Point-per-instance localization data
-.-.-

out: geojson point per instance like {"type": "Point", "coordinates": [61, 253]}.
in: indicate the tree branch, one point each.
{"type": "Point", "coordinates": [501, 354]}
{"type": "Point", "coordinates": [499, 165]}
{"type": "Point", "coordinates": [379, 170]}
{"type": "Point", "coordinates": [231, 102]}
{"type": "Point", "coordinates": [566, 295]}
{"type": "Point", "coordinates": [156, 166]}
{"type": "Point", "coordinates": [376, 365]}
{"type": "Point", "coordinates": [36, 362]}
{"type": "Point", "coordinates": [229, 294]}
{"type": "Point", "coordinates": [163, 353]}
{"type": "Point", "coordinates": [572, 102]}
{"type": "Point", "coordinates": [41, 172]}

-.-.-

Repeat the lines above with every word intact.

out: geojson point per instance like {"type": "Point", "coordinates": [61, 253]}.
in: indicate the tree branch, one point each.
{"type": "Point", "coordinates": [501, 354]}
{"type": "Point", "coordinates": [499, 165]}
{"type": "Point", "coordinates": [379, 170]}
{"type": "Point", "coordinates": [231, 102]}
{"type": "Point", "coordinates": [566, 295]}
{"type": "Point", "coordinates": [156, 166]}
{"type": "Point", "coordinates": [376, 365]}
{"type": "Point", "coordinates": [36, 362]}
{"type": "Point", "coordinates": [229, 294]}
{"type": "Point", "coordinates": [163, 353]}
{"type": "Point", "coordinates": [572, 102]}
{"type": "Point", "coordinates": [41, 172]}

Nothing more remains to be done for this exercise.